READING PASSAGE →
────
In October of 2019, the Centers for Medicare and Medicaid Services (“CMS”) and the Office of Inspector General, U.S. Department of Health and Human Services (“OIG”) issued proposed rule changes to the Stark and federal Anti-Kickback Statute (“AKS”), respectively, that put forth many helpful updates intended to encourage and advance coordinated care efforts between hospitals and physicians and provide additional exceptions and safe harbors addressing many historical issues related to “technical non-compliance.” The proposed changes were touted as part of the Trump administration’s “Regulatory Sprint to Coordinated Care” and “Patients Over Paperwork” initiatives. Comments on the proposed rules were due by December 31, 2019.

Thereafter, CMS established and publicized an internal deadline of August 2020 by which it intended to finalize changes to the Stark rules. Given CMS’s own internal regulatory work plan along with a widely held belief that the Trump administration wanted to finalize the modifications prior to the election as further evidence of his accomplishments related to the lessening of regulatory burdens, many expected the changes to be finalized any day.
────
DATASET →
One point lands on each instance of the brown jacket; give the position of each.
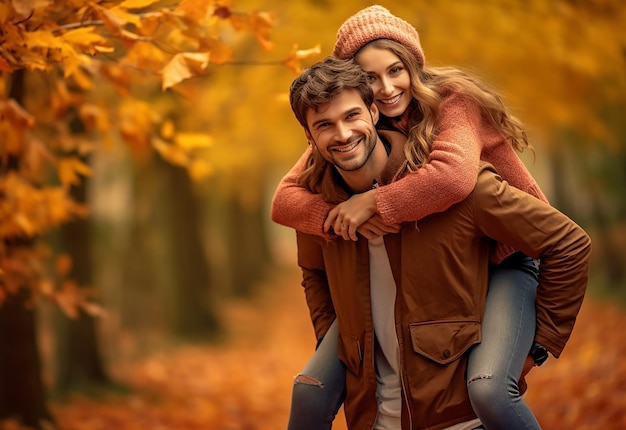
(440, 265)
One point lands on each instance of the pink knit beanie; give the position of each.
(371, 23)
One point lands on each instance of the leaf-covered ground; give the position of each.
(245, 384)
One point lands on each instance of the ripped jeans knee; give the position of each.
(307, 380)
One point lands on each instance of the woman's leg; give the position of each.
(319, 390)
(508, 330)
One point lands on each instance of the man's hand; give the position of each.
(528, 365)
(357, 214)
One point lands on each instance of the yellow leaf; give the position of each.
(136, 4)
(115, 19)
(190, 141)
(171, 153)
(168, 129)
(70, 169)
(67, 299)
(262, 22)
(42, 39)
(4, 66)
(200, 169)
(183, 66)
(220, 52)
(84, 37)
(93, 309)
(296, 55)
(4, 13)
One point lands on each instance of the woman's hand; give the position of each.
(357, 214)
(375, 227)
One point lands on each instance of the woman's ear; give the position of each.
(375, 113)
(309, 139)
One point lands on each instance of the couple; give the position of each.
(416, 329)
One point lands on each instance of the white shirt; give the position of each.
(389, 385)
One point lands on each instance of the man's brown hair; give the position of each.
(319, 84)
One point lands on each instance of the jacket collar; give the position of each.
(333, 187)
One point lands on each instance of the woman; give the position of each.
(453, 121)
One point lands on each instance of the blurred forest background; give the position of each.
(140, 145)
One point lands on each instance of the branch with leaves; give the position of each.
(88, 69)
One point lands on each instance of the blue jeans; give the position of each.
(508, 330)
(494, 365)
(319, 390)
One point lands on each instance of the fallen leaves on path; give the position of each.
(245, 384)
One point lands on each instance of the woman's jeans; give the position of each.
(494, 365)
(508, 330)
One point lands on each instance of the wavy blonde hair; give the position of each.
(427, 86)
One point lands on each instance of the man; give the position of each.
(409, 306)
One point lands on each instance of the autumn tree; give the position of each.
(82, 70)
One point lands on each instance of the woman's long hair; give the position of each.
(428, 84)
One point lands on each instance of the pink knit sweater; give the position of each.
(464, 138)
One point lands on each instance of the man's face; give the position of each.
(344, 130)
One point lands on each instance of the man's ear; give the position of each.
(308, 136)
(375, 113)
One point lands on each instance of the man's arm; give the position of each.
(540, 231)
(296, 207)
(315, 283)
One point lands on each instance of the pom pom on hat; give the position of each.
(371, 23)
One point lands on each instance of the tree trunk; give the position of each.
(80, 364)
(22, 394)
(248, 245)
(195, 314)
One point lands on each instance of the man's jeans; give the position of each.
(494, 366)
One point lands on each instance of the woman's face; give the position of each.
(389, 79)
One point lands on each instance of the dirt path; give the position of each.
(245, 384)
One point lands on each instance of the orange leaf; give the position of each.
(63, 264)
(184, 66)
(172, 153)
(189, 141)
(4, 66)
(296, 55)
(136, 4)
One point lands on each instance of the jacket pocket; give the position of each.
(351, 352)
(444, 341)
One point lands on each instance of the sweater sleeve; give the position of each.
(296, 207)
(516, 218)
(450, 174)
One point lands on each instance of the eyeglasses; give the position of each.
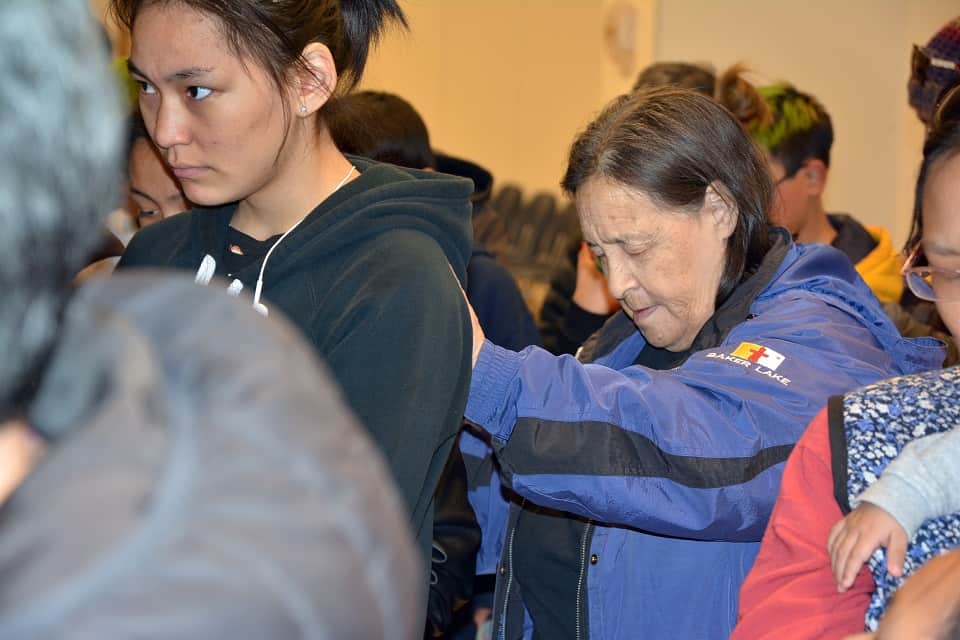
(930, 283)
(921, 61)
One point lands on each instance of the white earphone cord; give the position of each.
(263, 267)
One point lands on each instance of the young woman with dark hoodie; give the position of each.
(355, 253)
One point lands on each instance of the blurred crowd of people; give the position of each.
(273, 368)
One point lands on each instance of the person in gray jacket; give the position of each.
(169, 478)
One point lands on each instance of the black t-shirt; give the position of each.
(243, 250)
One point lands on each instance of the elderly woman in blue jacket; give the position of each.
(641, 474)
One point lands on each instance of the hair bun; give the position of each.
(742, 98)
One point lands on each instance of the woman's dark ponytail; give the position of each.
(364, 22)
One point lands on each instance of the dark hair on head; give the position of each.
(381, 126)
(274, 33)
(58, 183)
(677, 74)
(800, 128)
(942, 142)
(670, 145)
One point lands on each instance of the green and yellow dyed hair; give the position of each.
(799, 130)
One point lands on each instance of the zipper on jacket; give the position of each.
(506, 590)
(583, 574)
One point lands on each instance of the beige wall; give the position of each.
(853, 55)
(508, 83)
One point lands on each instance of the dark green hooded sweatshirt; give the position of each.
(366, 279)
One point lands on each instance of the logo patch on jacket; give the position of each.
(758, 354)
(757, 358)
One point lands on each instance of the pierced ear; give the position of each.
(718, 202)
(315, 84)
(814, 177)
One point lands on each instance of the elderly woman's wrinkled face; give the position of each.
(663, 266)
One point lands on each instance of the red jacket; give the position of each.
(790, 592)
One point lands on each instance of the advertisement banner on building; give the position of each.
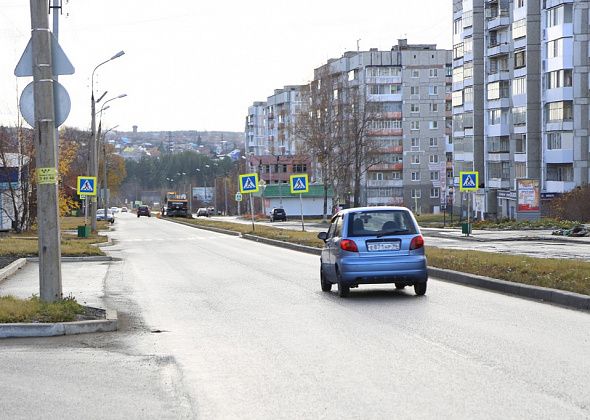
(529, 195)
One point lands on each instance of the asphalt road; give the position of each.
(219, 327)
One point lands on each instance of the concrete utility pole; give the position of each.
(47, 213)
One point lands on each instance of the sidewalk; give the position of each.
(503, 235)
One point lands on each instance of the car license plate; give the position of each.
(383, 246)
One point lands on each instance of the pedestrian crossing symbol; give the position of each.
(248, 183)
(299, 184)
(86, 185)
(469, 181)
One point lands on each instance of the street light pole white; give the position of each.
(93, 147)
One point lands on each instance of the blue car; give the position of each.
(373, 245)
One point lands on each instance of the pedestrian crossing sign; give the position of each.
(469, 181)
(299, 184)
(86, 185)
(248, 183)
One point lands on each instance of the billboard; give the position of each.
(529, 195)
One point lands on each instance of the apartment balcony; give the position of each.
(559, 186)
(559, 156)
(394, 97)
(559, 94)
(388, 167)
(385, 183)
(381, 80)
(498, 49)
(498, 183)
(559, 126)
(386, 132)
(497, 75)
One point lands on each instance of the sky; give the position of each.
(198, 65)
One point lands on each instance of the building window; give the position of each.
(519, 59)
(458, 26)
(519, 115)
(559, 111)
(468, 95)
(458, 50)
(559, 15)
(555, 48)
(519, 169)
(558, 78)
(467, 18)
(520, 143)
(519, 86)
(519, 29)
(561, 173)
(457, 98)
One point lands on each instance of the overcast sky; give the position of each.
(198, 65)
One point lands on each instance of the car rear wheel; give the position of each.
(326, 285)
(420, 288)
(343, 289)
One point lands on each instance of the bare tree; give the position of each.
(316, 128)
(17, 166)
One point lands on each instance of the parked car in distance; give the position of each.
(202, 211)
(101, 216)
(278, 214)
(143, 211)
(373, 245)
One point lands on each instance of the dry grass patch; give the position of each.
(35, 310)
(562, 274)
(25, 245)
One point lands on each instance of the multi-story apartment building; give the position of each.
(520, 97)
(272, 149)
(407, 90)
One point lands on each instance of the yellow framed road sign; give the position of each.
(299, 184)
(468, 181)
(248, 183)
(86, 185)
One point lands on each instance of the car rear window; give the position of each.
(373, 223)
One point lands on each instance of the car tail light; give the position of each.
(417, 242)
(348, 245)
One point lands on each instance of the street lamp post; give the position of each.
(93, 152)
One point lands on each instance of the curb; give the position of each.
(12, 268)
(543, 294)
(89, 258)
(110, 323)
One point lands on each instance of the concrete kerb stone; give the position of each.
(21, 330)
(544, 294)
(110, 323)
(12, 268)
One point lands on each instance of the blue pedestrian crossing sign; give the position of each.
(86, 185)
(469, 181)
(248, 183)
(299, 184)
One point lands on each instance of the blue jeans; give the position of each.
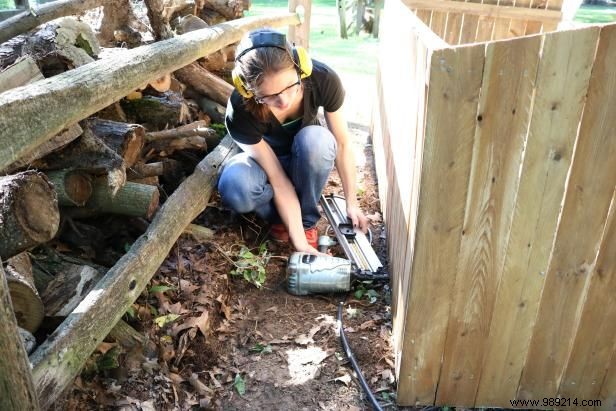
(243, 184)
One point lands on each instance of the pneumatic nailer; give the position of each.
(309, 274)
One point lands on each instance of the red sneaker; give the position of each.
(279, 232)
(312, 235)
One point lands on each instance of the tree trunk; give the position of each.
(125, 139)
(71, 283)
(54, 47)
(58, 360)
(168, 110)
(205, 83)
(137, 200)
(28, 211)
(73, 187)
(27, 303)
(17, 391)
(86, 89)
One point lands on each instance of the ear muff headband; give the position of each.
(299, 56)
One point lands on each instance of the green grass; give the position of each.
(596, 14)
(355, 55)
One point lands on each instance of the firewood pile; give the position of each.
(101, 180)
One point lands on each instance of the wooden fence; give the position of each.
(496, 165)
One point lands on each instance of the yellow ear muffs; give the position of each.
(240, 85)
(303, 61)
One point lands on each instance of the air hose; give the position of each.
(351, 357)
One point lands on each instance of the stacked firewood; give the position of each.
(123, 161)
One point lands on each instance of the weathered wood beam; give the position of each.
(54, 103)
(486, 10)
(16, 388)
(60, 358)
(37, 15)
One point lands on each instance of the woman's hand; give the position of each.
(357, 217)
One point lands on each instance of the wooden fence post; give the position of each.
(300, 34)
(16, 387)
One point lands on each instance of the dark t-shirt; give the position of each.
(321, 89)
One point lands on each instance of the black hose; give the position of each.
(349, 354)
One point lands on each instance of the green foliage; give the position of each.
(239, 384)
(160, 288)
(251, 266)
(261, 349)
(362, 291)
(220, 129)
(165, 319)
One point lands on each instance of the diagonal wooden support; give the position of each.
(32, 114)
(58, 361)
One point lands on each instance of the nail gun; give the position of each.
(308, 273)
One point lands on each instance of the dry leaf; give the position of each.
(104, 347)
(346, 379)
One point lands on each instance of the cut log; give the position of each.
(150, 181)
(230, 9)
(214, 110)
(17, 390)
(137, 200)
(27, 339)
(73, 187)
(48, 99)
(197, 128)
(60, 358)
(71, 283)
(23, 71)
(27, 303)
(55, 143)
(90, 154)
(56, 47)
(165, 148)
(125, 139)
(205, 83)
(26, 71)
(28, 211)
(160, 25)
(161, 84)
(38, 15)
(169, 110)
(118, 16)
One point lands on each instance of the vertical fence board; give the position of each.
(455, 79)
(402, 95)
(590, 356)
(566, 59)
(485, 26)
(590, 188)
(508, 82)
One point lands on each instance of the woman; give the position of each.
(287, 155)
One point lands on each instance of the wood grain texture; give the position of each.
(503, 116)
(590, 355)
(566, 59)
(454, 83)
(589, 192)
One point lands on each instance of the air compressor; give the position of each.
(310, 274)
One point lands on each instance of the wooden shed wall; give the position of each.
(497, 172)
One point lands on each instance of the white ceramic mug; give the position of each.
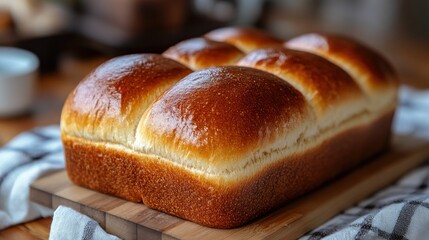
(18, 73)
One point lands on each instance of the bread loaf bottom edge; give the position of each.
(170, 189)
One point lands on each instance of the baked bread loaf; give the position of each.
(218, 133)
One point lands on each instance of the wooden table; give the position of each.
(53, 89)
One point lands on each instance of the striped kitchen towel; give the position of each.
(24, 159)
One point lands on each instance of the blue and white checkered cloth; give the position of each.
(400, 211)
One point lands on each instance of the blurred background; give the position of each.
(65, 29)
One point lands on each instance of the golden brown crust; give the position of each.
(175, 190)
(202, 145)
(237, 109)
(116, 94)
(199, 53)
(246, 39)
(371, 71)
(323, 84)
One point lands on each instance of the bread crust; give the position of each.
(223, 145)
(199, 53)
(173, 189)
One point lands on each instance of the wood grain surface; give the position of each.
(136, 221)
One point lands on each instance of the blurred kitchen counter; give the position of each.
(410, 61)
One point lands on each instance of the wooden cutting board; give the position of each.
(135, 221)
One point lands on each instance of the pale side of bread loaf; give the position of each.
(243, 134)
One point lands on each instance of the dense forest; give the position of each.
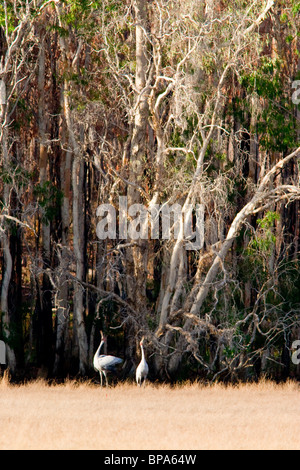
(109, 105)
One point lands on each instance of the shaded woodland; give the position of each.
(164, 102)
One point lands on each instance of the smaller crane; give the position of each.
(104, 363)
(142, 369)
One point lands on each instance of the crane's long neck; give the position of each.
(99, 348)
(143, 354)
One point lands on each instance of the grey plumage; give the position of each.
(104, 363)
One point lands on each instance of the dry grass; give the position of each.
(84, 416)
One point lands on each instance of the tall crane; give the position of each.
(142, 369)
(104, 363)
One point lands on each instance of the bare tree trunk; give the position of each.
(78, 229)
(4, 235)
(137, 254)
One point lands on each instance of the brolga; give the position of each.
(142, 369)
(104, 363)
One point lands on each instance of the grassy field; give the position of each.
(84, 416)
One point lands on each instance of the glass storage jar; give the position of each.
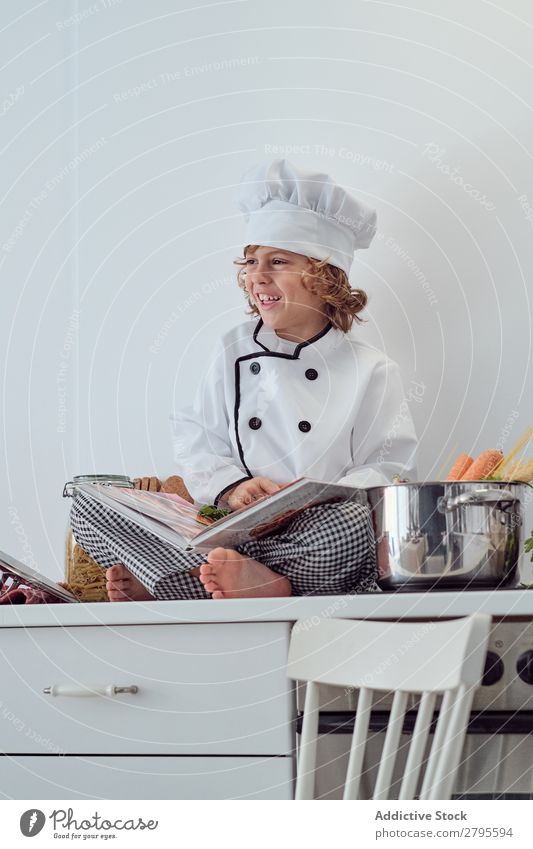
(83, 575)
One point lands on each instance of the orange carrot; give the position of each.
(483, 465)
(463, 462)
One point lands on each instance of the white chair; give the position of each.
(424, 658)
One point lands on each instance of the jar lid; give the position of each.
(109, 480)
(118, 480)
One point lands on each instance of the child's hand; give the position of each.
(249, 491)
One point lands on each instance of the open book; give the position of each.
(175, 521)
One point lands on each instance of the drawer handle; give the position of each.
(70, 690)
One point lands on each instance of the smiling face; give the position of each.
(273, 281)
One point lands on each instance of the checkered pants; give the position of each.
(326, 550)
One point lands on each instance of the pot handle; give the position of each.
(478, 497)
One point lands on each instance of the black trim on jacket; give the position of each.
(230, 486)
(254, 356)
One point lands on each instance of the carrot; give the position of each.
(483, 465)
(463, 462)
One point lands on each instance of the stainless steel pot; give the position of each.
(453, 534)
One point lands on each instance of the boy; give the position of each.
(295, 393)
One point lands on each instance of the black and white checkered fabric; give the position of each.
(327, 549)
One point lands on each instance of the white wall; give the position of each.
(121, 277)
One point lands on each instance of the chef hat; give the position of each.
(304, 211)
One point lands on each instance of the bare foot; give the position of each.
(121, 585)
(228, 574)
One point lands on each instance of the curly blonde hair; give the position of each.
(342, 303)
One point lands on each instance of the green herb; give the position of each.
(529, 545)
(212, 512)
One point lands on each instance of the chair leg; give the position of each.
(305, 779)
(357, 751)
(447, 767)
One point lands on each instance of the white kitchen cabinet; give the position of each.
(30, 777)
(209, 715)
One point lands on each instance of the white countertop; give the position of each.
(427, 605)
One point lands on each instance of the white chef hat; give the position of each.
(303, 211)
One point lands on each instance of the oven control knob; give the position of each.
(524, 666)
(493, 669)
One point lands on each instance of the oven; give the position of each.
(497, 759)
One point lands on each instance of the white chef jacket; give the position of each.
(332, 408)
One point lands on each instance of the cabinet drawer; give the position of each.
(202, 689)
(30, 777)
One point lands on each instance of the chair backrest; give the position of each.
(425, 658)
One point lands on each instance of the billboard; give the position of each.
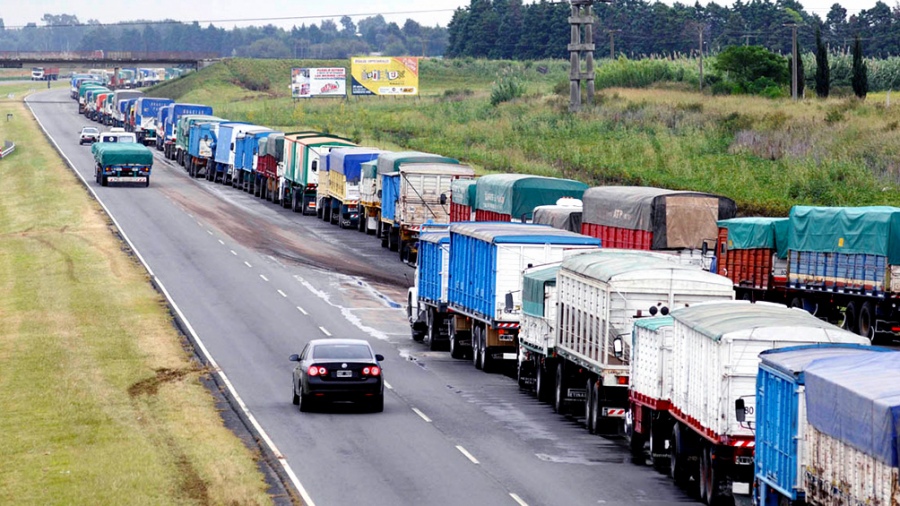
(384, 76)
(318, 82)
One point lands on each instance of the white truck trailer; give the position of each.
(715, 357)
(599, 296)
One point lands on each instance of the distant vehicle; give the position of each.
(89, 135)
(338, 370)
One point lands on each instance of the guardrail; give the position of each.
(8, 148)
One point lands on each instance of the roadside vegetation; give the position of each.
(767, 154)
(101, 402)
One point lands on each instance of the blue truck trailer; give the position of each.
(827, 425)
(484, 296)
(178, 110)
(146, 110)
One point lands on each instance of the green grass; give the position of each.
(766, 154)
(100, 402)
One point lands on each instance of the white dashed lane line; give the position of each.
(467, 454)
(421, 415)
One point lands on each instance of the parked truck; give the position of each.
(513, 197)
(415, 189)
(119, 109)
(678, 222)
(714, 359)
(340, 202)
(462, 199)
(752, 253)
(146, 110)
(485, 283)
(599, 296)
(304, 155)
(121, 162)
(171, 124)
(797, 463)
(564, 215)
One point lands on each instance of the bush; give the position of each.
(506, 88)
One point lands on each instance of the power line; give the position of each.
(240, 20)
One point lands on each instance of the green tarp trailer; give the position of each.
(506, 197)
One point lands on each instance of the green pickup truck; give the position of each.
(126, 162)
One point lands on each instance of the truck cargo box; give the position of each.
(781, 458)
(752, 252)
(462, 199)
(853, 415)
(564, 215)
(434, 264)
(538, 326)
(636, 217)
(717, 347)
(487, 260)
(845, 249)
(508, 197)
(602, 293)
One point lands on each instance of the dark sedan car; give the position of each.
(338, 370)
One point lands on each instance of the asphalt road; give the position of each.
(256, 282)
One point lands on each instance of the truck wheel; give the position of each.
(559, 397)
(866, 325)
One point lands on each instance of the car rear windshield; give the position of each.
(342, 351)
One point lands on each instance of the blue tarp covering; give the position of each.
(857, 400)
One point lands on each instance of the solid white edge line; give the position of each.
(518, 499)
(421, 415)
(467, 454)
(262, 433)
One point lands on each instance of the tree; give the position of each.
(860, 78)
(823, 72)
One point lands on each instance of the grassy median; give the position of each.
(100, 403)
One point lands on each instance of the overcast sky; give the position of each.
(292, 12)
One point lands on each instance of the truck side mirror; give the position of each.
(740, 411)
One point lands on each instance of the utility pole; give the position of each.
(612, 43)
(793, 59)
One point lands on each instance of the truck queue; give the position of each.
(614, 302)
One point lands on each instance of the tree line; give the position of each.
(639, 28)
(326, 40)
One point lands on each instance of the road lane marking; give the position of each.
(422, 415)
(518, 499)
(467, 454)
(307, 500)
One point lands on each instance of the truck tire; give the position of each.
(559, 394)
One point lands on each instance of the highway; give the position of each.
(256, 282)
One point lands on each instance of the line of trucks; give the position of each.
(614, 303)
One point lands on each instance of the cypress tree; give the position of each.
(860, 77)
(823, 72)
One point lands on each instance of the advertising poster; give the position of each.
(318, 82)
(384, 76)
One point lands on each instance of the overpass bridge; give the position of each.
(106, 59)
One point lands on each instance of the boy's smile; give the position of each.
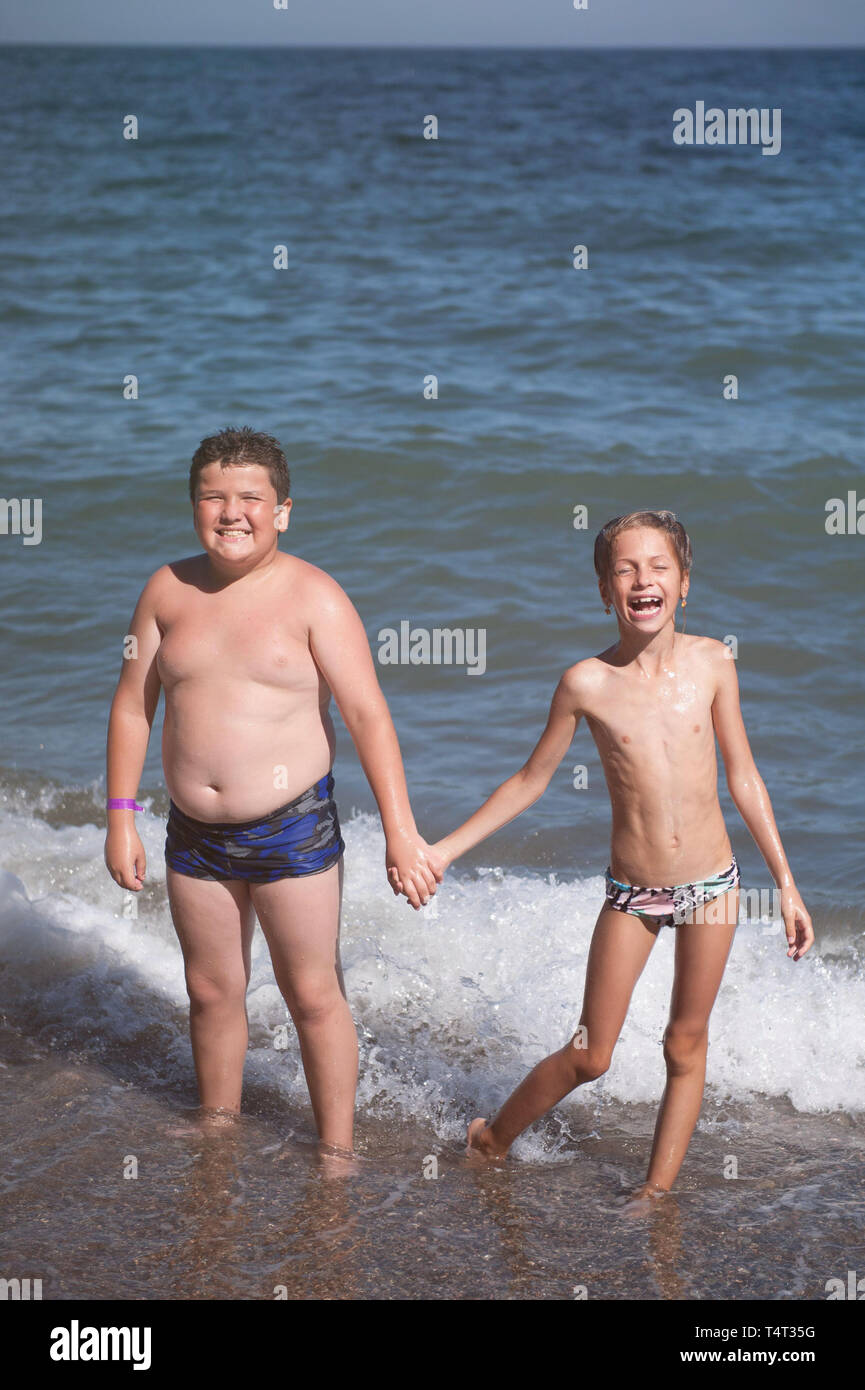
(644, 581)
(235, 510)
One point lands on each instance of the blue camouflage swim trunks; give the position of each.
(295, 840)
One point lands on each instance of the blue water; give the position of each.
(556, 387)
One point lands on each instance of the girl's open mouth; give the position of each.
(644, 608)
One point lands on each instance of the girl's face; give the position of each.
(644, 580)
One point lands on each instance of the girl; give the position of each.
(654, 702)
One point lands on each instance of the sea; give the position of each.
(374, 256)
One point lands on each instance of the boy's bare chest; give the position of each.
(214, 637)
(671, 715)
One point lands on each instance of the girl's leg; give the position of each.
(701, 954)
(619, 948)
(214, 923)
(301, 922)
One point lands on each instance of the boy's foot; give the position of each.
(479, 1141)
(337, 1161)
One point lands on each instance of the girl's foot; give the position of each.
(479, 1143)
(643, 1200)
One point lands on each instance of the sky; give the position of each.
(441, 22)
────
USING THE INFORMATION →
(1) In the passage on the Stark and Anti-Kickback rule changes, rewrite the paragraph beginning "In October of 2019" as a short list that keeps its main facts.
(2) Carry on the passage about the Stark and Anti-Kickback rule changes, beginning after its final sentence.

SOLVED TASKS →
(1)
- October 2019: CMS proposed rule changes to Stark, and OIG proposed changes to the federal Anti-Kickback Statute (AKS).
- Goals: encourage and advance coordinated care between hospitals and physicians, and add exceptions and safe harbors addressing historical "technical non-compliance" issues.
- Framing: promoted as part of the Trump administration's "Regulatory Sprint to Coordinated Care" and "Patients Over Paperwork" initiatives.
- Comment deadline: December 31, 2019.

(2)
However, on August 27, 2020, CMS published notice that it was formally extending the deadline for finalizing the Stark rule changes to August 31, 2021. In doing so, CMS stated that the delay was due to “the complexity of issues raised by comments received on the proposed rule.” Given the complexity of Stark and AKS, this statement comes as no surprise. Nonetheless, many in the industry continue to believe that CMS and the OIG will publish final rules in the near future, with the delay being only temporary. In fact, final rules were submitted to the Office of Management and Budget on July 21st.  Nonetheless, these developments are (i) confirmation that the rule changes are and will continue to be complex, and (ii) an indication that there may be a number of substantive changes to and differences between the proposed and final rules. Regardless of when the final rules are issued, it is important to remember that the preamble to the proposed rules did contain a number of helpful comments from CMS and the OIG interpreting existing rules, which will continue to be helpful going forward.